Requirement → Line by line, retype the material with nothing left out.

Task material →
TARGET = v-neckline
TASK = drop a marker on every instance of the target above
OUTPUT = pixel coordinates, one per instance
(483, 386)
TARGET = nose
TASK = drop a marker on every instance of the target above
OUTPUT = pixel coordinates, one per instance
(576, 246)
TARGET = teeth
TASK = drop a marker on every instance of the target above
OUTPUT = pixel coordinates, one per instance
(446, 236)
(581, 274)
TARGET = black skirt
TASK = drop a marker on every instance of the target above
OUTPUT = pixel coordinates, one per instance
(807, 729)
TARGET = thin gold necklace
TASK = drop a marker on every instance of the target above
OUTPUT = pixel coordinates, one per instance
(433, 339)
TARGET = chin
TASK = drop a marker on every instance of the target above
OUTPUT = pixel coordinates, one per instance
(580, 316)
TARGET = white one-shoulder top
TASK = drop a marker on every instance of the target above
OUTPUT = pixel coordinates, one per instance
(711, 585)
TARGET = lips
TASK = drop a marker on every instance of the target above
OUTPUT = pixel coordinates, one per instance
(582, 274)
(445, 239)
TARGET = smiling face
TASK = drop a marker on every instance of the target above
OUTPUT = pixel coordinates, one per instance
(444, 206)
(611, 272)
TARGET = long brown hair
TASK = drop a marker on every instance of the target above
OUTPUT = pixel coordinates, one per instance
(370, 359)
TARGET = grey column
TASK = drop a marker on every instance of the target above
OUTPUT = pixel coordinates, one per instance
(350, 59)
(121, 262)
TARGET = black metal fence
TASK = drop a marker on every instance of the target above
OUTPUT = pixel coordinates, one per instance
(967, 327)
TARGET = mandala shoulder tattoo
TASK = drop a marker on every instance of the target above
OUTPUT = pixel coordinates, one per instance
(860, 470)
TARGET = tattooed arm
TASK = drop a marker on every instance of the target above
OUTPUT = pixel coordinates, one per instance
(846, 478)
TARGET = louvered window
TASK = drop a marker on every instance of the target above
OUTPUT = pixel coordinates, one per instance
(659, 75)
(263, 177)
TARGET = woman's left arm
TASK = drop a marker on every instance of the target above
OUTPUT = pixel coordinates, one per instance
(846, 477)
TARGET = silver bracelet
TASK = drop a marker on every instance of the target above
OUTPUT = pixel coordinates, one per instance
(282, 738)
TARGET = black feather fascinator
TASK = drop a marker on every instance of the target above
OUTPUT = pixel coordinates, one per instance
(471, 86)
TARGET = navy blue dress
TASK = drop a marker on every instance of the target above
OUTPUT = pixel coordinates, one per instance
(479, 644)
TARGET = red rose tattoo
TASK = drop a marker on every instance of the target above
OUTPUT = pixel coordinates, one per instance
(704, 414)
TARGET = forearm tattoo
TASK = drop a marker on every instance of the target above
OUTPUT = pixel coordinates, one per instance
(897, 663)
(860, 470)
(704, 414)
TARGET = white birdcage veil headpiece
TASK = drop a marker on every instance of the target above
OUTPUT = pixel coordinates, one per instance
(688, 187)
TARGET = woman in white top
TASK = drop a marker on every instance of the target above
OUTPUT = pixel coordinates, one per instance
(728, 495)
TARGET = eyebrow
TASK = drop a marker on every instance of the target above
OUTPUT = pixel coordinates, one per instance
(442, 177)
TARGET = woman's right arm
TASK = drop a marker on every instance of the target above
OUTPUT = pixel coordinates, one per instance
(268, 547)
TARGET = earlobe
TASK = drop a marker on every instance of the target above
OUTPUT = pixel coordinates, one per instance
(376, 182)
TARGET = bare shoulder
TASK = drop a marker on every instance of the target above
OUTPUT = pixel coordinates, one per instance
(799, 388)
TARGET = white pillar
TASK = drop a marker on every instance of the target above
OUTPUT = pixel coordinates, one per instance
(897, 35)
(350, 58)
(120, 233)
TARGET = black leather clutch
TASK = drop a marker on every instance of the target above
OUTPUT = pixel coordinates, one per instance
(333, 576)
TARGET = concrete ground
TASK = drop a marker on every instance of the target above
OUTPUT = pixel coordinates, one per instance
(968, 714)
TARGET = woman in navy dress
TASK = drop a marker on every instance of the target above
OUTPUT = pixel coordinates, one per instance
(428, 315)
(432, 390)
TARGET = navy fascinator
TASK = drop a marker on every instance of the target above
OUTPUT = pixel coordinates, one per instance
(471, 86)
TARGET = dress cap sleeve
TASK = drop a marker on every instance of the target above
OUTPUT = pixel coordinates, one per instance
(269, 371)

Your response →
TARGET = v-neckline
TASK = drop a marker on every instance of the target above
OUTPUT = pixel coordinates, one per instance
(483, 386)
TARGET = nose
TASK = drop a marker on every instance of the target above
OUTPUT = pixel coordinates, one per instance
(576, 246)
TARGET = teeth
TASK = drop a marker on every instance of the target above
OUTPUT = pixel coordinates, one per instance
(446, 236)
(581, 274)
TARGET = black skirt
TASK = drop a marker on every instance of the target above
OUTPUT = pixel coordinates, one per instance
(807, 729)
TARGET = thin gold necklace
TASK = drop a marker on every instance of the target above
OUTPUT = pixel coordinates, one per instance
(433, 339)
TARGET = chin
TASK = drop a marker on every instance of the target above
OUTPUT = pixel coordinates, one per instance
(580, 316)
TARGET = white one-shoulder top
TASK = drop a marker on every instance of the target above
OUTPUT = pixel coordinates, one per instance
(711, 585)
TARGET = lips
TASK = drop a marker on every instance of the target above
OUTPUT = pixel coordinates, one per instance
(582, 274)
(445, 239)
TARGET = smiling face
TASK = drop a marker on every instance of the target above
OUTPUT = pixel coordinates, one per instance
(444, 206)
(611, 272)
TARGET = long brown hair
TASK = drop a marker on every instance of the target above
OUTPUT = pixel coordinates, one per instance
(370, 359)
TARGET = grey column
TASK = drop a marker on every instance of the target above
OUTPUT = pixel coordinates, one per instance
(350, 59)
(121, 262)
TARGET = black metal fence
TASK = drop a marker on every instance of the target above
OUTPUT = pixel coordinates, one per instance
(967, 327)
TARGET = mandala shoulder tattoo
TASK = drop a marker on every instance of the target above
OUTPUT = pixel coordinates, one per instance
(860, 470)
TARGET = tattooed arm
TASK = drop a marker on every instance of the target above
OUTPUT = pixel coordinates, one per instance
(846, 478)
TARGET = louvered window
TASK = drop a marker on every instance of the target above
OUTPUT = pixel coordinates, one per instance
(659, 75)
(263, 177)
TARGET = woman's left arm
TASK = drop a marker on every instance of the target above
OUTPUT = pixel coordinates, one per instance
(846, 477)
TARGET = silver bracelet
TASK = drop a marker on every instance of the target above
OUTPUT = pixel coordinates, one per instance
(282, 738)
TARGET = black feather fascinator
TASK = drop a marker on every instance of the target above
OUTPUT = pixel coordinates, one per instance
(471, 86)
TARGET = navy blue dress
TASK = drop a marker on every instance of the target above
OUTPUT = pixel coordinates, one per instance
(479, 644)
TARGET = red rose tattoo
TASK = drop a marker on every instance of the target above
OUTPUT = pixel coordinates, one per instance
(704, 414)
TARGET = forearm tattoo
TASK = drop a marker on every instance of the target above
OUTPUT = pixel coordinates, one per instance
(897, 663)
(860, 470)
(704, 414)
TARGET = white birdcage veil headpiece
TASK = drop a marker on every instance of the target above
OUTPUT = pixel coordinates, one per instance
(688, 187)
TARGET = woman in white top
TASK = drop a marker on every instance of the target above
OUTPUT = pixel coordinates, one per instance
(728, 495)
TARGET = eyebrow
TASK = drop a marker on every instance of the target above
OUTPUT = pixel coordinates, one per instance
(442, 177)
TARGET = woman's right arm
TASK = drop a marker on every instance of the target above
OUTPUT = pixel coordinates, one per instance
(268, 547)
TARGET = earlobe
TASK = drop a marker on every instance of the target above
OUTPUT = pixel coordinates, one per instance
(376, 182)
TARGET = bare shoulder
TASK = drop a marker on every instance of the target above
OUTPUT = pixel coordinates, one per instance
(799, 388)
TARGET = white pillar
TASK = drop a marker on every instance of the target above
OUTPUT = pixel coordinates, one per instance
(897, 35)
(350, 58)
(120, 233)
TARGET = black leather clutch
TASK = drop a marker on every instance of the target above
OUTPUT = pixel coordinates, one per instance
(333, 576)
TARGET = concrete ground
TASK = drop a marker on every instance of the target above
OUTPUT = pixel coordinates, one per instance
(968, 714)
TARGET = woman in navy dress
TASK = drop a marker on every instance of the target above
OUTPUT = pixel coordinates, one per instance
(428, 315)
(432, 390)
TARGET = navy fascinator
TASK = drop a marker on every instance of the target above
OUTPUT = pixel coordinates, one per instance
(471, 86)
TARGET = dress cap sleeve
TASK = drop a marker on every instance of the target above
OUTPUT = pixel coordinates, one per instance
(269, 371)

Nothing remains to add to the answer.